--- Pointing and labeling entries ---
=-=-=
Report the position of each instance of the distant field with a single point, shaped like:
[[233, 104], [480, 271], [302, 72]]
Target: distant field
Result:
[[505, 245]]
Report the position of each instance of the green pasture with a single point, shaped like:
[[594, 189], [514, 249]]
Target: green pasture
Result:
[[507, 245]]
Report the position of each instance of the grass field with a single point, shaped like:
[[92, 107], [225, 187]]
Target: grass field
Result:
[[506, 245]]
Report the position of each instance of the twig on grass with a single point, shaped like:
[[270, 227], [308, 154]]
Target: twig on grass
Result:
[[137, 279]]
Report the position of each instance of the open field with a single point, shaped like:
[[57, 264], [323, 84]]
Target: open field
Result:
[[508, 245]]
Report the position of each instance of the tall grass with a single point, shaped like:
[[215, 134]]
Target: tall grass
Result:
=-=-=
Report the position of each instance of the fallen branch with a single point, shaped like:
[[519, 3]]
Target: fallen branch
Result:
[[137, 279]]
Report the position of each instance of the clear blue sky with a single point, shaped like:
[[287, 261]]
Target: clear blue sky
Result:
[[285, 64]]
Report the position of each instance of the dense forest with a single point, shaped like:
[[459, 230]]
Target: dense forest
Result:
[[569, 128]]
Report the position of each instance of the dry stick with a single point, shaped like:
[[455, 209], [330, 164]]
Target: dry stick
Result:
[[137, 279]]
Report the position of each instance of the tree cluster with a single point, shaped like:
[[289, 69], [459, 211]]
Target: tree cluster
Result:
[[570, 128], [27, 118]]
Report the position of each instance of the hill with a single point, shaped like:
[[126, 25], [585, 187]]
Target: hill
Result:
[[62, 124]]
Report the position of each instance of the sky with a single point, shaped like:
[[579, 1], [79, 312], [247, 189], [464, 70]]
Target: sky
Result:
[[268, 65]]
=-=-=
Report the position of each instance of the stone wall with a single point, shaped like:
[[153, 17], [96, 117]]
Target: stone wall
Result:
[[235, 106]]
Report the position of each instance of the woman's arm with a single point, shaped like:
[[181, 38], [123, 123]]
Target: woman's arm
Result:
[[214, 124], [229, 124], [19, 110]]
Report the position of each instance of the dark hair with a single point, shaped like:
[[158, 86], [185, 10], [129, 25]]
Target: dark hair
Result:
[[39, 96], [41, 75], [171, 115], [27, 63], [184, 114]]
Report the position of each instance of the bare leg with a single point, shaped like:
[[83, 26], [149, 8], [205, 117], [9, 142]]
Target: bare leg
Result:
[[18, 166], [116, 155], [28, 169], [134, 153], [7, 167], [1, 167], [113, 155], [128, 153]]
=-=-=
--- WORK TO DO ---
Reproduce the material without any changes, from the line that contains "Report the position of each instance of the woman's" through the line that contains "155], [128, 153]]", including both of those lines.

--- FINAL RESULT ---
Report the position of each instance of the woman's arm with a single point, shaped like:
[[181, 38], [123, 123]]
Target: woman's arm
Result:
[[214, 124], [229, 124], [19, 110]]
Report the position of each instance of the dark hair with a single point, shaped like:
[[158, 86], [185, 10], [129, 25]]
Target: dark hair
Result:
[[39, 96], [41, 75], [171, 115], [27, 63], [184, 114]]
Report the position of each instance of the bare leg with a single point, shaped like:
[[83, 26], [149, 8], [205, 117], [9, 142]]
Target: bare leg
Result:
[[18, 166], [116, 155], [28, 169], [134, 153], [7, 167], [1, 167], [113, 155], [128, 153]]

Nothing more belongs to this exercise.